Task description: Say how many lines of the data below have the word "boot" in them. Add nothing else.

[Collected data]
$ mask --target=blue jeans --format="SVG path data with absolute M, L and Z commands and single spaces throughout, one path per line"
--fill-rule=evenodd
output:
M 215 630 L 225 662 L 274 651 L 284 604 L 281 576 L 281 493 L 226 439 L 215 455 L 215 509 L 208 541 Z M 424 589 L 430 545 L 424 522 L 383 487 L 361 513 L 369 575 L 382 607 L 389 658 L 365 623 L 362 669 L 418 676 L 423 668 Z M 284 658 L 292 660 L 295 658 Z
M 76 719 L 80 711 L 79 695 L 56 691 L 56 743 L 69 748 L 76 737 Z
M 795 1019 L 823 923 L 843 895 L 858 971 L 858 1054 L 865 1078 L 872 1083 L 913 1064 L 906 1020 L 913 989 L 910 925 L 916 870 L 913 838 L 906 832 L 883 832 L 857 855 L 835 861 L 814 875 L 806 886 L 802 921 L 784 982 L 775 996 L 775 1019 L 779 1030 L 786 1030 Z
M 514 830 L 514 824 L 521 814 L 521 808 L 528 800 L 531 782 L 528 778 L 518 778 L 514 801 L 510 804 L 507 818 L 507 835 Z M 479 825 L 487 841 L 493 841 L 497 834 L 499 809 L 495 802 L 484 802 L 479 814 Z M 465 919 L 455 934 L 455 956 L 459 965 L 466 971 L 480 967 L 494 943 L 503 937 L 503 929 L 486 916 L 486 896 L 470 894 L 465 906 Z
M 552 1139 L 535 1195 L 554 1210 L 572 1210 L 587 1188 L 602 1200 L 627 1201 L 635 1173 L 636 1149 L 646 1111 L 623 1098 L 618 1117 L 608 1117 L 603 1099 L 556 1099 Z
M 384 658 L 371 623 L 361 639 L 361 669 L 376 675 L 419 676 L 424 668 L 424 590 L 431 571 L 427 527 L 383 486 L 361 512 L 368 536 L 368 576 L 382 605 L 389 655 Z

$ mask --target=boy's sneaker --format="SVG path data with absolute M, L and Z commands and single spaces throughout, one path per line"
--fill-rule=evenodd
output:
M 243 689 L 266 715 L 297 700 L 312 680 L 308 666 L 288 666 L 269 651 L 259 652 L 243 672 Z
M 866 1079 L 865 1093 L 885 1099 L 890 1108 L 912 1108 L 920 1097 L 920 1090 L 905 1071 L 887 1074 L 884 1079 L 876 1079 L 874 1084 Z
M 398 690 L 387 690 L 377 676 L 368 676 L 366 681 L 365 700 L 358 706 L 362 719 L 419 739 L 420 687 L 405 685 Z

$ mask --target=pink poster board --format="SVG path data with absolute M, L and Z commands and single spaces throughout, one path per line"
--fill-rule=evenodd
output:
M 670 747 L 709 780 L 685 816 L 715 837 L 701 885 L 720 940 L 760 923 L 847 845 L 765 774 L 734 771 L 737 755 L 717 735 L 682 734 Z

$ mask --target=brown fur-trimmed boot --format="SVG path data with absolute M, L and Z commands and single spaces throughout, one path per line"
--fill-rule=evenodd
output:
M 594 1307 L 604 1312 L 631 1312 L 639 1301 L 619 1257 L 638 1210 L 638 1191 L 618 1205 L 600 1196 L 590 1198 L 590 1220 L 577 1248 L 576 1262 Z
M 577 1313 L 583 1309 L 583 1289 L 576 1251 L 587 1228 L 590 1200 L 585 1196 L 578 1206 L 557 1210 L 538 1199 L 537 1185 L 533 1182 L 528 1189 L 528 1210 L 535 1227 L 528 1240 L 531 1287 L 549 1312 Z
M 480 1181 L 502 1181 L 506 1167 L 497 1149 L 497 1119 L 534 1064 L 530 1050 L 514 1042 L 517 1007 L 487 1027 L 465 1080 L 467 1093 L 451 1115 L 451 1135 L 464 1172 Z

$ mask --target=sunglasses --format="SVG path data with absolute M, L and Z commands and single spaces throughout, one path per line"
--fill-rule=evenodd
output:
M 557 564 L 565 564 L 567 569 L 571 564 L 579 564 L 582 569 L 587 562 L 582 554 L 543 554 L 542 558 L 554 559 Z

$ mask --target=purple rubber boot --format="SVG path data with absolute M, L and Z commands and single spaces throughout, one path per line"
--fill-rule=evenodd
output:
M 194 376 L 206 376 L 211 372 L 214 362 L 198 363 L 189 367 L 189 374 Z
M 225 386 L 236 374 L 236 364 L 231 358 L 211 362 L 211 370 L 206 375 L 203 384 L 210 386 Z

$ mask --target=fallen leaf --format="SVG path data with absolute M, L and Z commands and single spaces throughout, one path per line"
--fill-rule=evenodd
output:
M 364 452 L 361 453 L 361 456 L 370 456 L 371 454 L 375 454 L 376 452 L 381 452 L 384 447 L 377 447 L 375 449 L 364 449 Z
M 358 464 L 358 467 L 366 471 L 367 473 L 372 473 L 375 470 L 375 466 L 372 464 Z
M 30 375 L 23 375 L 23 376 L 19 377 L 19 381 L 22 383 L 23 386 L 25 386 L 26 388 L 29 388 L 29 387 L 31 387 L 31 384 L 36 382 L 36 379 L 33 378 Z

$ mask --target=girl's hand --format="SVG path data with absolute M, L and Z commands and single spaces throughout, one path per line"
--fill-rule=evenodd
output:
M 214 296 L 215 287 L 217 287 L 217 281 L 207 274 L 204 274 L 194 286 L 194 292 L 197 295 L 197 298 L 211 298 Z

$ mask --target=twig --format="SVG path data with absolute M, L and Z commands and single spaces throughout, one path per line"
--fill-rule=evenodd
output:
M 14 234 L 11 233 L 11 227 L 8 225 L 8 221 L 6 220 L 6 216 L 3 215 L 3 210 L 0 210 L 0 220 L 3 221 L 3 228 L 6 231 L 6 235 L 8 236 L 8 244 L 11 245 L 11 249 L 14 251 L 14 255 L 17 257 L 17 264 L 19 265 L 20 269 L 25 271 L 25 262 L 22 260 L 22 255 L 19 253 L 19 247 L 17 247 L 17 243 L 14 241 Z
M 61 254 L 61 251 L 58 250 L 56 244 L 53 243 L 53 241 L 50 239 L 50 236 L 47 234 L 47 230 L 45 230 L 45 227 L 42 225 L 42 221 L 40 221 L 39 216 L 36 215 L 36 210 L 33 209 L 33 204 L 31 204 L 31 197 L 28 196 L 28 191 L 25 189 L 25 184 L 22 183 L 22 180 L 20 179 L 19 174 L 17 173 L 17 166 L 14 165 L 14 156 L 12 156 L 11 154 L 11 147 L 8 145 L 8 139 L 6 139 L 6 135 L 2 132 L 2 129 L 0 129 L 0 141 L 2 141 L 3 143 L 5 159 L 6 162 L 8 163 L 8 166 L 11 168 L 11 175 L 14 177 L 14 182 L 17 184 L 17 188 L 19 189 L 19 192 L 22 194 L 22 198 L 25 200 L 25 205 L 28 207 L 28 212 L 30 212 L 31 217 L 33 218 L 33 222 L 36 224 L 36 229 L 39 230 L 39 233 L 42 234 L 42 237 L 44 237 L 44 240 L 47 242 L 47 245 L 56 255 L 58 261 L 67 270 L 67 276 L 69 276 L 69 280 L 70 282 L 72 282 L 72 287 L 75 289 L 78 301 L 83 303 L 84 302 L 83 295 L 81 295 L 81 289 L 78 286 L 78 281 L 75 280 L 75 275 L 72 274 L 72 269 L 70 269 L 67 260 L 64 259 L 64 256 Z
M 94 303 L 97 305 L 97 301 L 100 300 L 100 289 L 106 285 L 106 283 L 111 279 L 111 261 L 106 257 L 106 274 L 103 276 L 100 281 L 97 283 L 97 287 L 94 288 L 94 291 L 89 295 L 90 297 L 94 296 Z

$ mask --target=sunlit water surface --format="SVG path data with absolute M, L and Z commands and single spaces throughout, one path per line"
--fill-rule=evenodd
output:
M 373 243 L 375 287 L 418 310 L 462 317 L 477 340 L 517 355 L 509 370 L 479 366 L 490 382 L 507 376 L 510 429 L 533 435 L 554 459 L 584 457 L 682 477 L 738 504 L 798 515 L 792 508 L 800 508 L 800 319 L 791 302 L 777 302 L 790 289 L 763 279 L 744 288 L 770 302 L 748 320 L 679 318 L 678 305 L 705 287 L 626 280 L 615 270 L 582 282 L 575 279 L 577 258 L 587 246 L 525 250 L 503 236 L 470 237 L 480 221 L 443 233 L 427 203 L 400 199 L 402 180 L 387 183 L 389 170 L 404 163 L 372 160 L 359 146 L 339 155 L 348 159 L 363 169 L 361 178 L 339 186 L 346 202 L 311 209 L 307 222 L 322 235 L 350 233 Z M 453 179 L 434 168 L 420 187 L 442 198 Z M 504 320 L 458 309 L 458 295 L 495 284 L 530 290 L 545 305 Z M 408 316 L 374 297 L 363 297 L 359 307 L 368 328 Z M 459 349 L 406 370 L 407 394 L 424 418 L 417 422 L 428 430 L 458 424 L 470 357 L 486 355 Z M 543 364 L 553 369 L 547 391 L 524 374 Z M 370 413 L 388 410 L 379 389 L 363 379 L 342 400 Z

Exercise answer: 2